Supplied records>
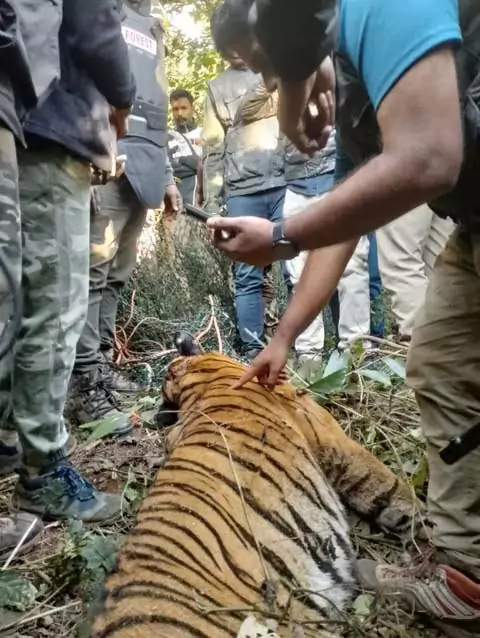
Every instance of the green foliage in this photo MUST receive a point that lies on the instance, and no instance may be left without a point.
(84, 560)
(337, 376)
(191, 63)
(16, 592)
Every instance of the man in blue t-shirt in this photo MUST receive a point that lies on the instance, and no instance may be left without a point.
(399, 118)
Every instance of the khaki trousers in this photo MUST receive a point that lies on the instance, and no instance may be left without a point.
(444, 371)
(407, 250)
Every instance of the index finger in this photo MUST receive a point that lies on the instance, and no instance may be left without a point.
(250, 373)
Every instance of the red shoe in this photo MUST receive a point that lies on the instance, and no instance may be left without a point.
(448, 597)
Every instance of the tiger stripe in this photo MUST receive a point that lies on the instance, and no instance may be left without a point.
(246, 504)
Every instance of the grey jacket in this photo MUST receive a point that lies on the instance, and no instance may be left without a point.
(254, 149)
(301, 166)
(224, 94)
(242, 152)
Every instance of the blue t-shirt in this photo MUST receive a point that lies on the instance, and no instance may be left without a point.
(384, 38)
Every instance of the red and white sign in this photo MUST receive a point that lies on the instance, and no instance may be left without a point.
(139, 40)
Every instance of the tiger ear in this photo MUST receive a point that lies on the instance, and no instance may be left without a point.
(186, 344)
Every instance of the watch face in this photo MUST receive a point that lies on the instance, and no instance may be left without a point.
(284, 250)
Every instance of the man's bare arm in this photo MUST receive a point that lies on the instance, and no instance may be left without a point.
(421, 127)
(321, 274)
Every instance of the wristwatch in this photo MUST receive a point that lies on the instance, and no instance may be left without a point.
(283, 248)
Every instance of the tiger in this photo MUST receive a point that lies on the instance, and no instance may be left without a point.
(247, 517)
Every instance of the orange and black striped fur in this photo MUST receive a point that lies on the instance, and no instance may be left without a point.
(245, 516)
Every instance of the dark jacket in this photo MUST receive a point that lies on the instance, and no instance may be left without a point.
(95, 72)
(185, 162)
(29, 56)
(148, 168)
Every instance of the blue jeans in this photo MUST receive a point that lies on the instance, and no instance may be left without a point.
(249, 304)
(377, 304)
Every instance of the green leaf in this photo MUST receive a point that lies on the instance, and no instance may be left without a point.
(16, 592)
(396, 366)
(363, 606)
(420, 477)
(104, 428)
(147, 401)
(329, 384)
(375, 375)
(100, 552)
(338, 361)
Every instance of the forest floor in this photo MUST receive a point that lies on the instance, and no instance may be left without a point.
(46, 592)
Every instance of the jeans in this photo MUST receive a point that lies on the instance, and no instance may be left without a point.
(377, 303)
(248, 280)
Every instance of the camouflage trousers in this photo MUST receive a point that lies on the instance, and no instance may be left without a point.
(118, 217)
(48, 251)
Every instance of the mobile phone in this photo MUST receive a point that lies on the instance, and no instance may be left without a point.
(198, 213)
(202, 216)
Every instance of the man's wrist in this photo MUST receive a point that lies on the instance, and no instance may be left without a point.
(283, 248)
(289, 232)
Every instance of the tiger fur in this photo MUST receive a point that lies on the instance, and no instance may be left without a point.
(245, 516)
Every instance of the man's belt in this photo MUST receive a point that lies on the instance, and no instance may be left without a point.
(461, 446)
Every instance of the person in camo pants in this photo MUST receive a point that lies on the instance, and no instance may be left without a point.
(53, 231)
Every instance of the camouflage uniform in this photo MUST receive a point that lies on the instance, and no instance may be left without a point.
(54, 226)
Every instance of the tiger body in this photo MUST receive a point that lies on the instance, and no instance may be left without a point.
(242, 518)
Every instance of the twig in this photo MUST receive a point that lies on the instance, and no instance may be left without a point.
(43, 614)
(19, 545)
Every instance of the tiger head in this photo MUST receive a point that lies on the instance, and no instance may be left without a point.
(192, 368)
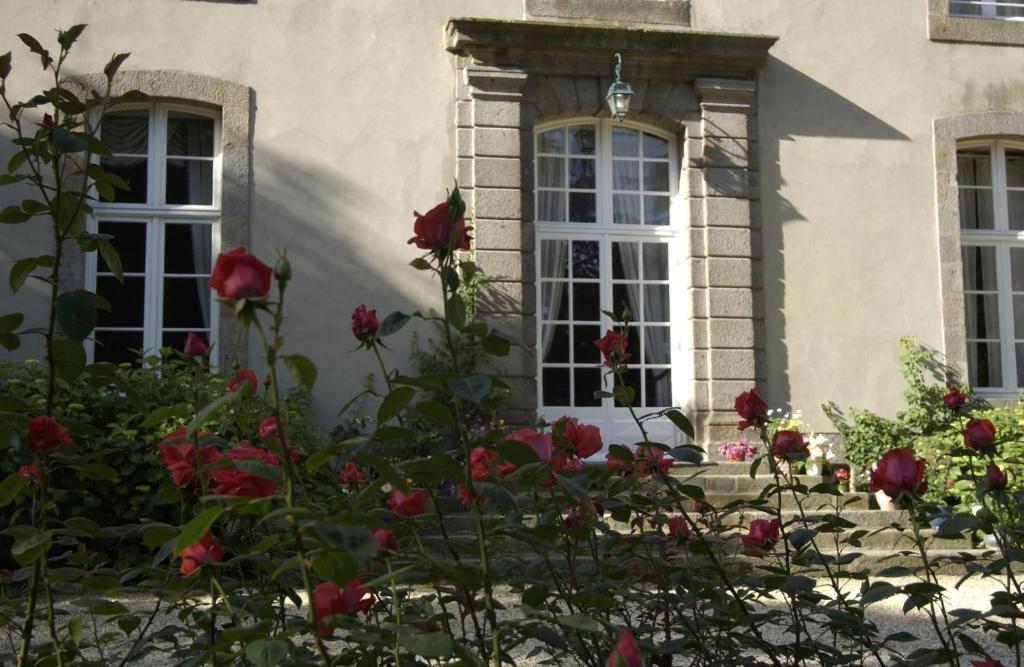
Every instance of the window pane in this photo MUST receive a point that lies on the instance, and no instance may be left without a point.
(551, 141)
(582, 139)
(189, 181)
(976, 209)
(127, 301)
(625, 142)
(556, 343)
(186, 302)
(551, 172)
(188, 134)
(583, 207)
(187, 249)
(133, 171)
(588, 380)
(974, 167)
(586, 301)
(551, 207)
(982, 316)
(624, 261)
(584, 349)
(654, 147)
(655, 303)
(655, 261)
(582, 173)
(129, 241)
(554, 258)
(658, 387)
(626, 174)
(655, 209)
(656, 345)
(655, 176)
(984, 365)
(556, 386)
(118, 346)
(127, 131)
(979, 267)
(1015, 168)
(554, 301)
(626, 209)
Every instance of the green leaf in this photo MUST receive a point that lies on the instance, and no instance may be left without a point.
(435, 412)
(433, 644)
(393, 403)
(681, 422)
(471, 387)
(10, 487)
(392, 324)
(197, 528)
(267, 653)
(303, 370)
(76, 315)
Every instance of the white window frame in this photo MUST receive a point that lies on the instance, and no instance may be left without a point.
(156, 214)
(616, 423)
(1003, 239)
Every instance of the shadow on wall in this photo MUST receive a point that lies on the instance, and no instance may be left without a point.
(793, 105)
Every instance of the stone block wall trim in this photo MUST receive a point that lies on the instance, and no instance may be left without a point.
(947, 131)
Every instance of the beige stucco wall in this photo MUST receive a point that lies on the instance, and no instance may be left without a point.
(354, 127)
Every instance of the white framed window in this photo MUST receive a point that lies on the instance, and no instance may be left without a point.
(165, 227)
(1008, 9)
(990, 183)
(607, 239)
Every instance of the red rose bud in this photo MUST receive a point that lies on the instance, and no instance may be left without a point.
(239, 275)
(626, 653)
(753, 411)
(329, 599)
(897, 471)
(436, 231)
(241, 378)
(613, 347)
(979, 434)
(762, 536)
(413, 504)
(195, 345)
(365, 325)
(201, 552)
(790, 446)
(31, 472)
(46, 431)
(385, 539)
(954, 399)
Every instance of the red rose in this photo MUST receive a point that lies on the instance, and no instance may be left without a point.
(954, 398)
(31, 472)
(761, 536)
(897, 471)
(790, 446)
(613, 347)
(46, 431)
(678, 527)
(243, 377)
(385, 539)
(365, 325)
(329, 599)
(585, 438)
(199, 553)
(979, 434)
(435, 231)
(239, 275)
(752, 409)
(626, 653)
(413, 504)
(351, 474)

Assignment>
Return all the data exactly, and keep the pictures out.

Exercise answer>
Every instance of the green foliage in this photo MUST receive a point that lies on the instance, and no instance may be left without a point.
(84, 560)
(337, 376)
(191, 63)
(16, 592)
Every instance of the man in blue t-shirt in this photo MUST receive a point that lies on the instance, and no instance may be left without a point.
(399, 118)
Every instance of the khaki trousers in this photo MUST receive a point that lies on the instance, and no instance may be left without a point.
(444, 371)
(407, 250)
Every instance of the index finger in this photo MUST receive a point that lies on the instance, and no instance may be left without a point.
(250, 373)
Every instance of the red shoe in this photo MUST receive a point that lies on the instance, and no instance may be left without a point.
(448, 597)
Every instance of the tiger stripe in this photo MUST receive a point that lies on the instance, and no instance may be left without a point.
(246, 504)
Every instance of the grey jacket in this photo MUST receive a point that lies on the instance, and no instance may be left without a point.
(254, 149)
(301, 166)
(224, 94)
(242, 152)
Every instance of the blue t-shirt in this photo MUST receive a point that lies on the instance, and no instance may be left without a point.
(384, 38)
Every instance of the red and white sign in this photo MUST receive a point that lies on the instance, and no instance may be left without a point.
(139, 40)
Every instance of the tiger ear in this photo MUST receive a point that lies on the instance, and no instance may be left without a point.
(186, 344)
Every instance of the watch face in this photo MUST receive a point that lies on the instance, and no instance may be left without a point.
(284, 250)
Every instance of the man's bare arm in this photo MUST receive a point that lies on the instance, and no instance may be left without a point.
(421, 127)
(321, 274)
Every instance of the wristwatch in this photo MUST receive a point that lies on the instance, and no instance may be left without a point.
(283, 248)
Every instance of the tiger in this photo MUST receive a point that lies on the instance, and no instance may be left without a point.
(247, 517)
Every instance of the orange and black striped fur in this photo MUST receive a point that lies on the instance, and no instance may be left without a point.
(245, 516)
Every instance of the dark jacket in this photo MUST receive a point that lies on the instance, and no instance may be left without a point.
(95, 72)
(185, 162)
(29, 56)
(148, 168)
Every instance of the blue jeans in this photo MUST receive a point that lies on the instance, and no instance may be left without a point.
(249, 304)
(377, 304)
Every instance of the green leaf in this photo MUST receive a point that lies on the instance, and no instance may be left without a point.
(16, 592)
(396, 366)
(363, 606)
(420, 477)
(104, 428)
(147, 401)
(329, 384)
(375, 375)
(100, 552)
(338, 361)
Every instance of the forest floor in this photo MUST receive a point that lies on the instance, and no instance may be left without a point.
(46, 592)
Every instance of the jeans in this photo MUST receive a point that lies on the instance, and no instance may be left without a point.
(377, 303)
(248, 280)
Every instance of the camouflage trousers in this photo MUST receive a point that lies on the instance, and no instance may be left without a point.
(118, 217)
(48, 251)
Every instance of the mobile phone in this photo MUST receive a point that lies on the instance, and no instance may be left without a point.
(198, 213)
(202, 216)
Every instance of the man's wrist in this photo MUST receive a point that lies on the instance, and no instance may be left without a point.
(283, 248)
(289, 232)
Every instance of the tiger fur in this photo MUST receive a point that lies on the instance, and no instance may be left without a point.
(245, 516)
Every instance of the man's belt in this photo MUST receive a point that lies on the instance, and no instance may be left without a point.
(461, 446)
Every instance of the person in camo pants in this photo MUST receive a point that lies on the instance, and no instance may be left without a point.
(53, 231)
Every instance of the camouflage uniform in this photo MUST receive a point that lies on the instance, and no instance may be left without a point.
(54, 226)
Every instance of the tiger body in this photo MUST receive a point that lies on the instance, and no instance may be left without a point.
(242, 518)
Every instance of the twig in this photo MUST receive a point that lies on the instance, and no instance may be left without a point.
(43, 614)
(19, 545)
Every instance of the tiger head in this photo MUST receive a point that lies on the instance, and no instance may be left without a point.
(192, 368)
Every instance of the window pane in this photo MUST receive a point that lies on the instance, and no instance may be left without a point.
(551, 141)
(582, 139)
(189, 181)
(976, 209)
(127, 301)
(625, 142)
(556, 343)
(186, 302)
(551, 172)
(188, 134)
(583, 207)
(187, 249)
(133, 171)
(588, 380)
(974, 167)
(586, 301)
(551, 207)
(982, 316)
(624, 261)
(584, 349)
(654, 147)
(655, 303)
(655, 261)
(582, 173)
(129, 241)
(554, 258)
(658, 387)
(626, 174)
(655, 209)
(656, 345)
(655, 176)
(984, 365)
(556, 386)
(118, 346)
(127, 131)
(979, 267)
(1015, 168)
(554, 301)
(626, 209)
Every instance of the green leaf in this photo MUST receive a point that lies on the instance, and no instance may be left without a point.
(435, 412)
(433, 644)
(393, 403)
(681, 422)
(471, 387)
(10, 487)
(392, 324)
(197, 528)
(267, 653)
(303, 370)
(76, 315)
Every instance of the white window frame in this photo MUST receive a point that lies on the instance, and no instance may be left without a point.
(156, 214)
(616, 423)
(1003, 239)
Every instance of the shadow on wall in this photo MUST receive a point that lies on the instance, and no instance may be left without a point.
(793, 105)
Every instance of the stone block wall trim in this photo MUST receive a point that lies on the instance, and no instance may be left without a point.
(947, 131)
Every instance of the beige stucco wall in this photo MUST receive a point that lies on the instance, and no instance may be left without a point.
(354, 127)
Every instance of the white framed window in this photo MUST receive a point that lies on the instance, and no instance may be left without a point.
(165, 227)
(1008, 9)
(990, 183)
(607, 239)
Every instance of the red rose bud in this photo MUST receive a point that lies on the instance, and no instance may be left without a point.
(239, 275)
(626, 653)
(753, 411)
(329, 599)
(897, 471)
(436, 231)
(241, 378)
(613, 347)
(979, 434)
(762, 536)
(413, 504)
(195, 345)
(365, 325)
(201, 552)
(790, 446)
(31, 472)
(46, 431)
(385, 539)
(954, 399)
Every instance of the red rose in this photo MUST receive a point that lies on the instance, and no instance may be left without a point.
(954, 398)
(31, 472)
(761, 536)
(897, 471)
(790, 446)
(613, 347)
(46, 431)
(678, 527)
(243, 377)
(385, 539)
(365, 325)
(329, 599)
(585, 438)
(199, 553)
(979, 434)
(435, 231)
(239, 275)
(752, 409)
(626, 653)
(413, 504)
(351, 474)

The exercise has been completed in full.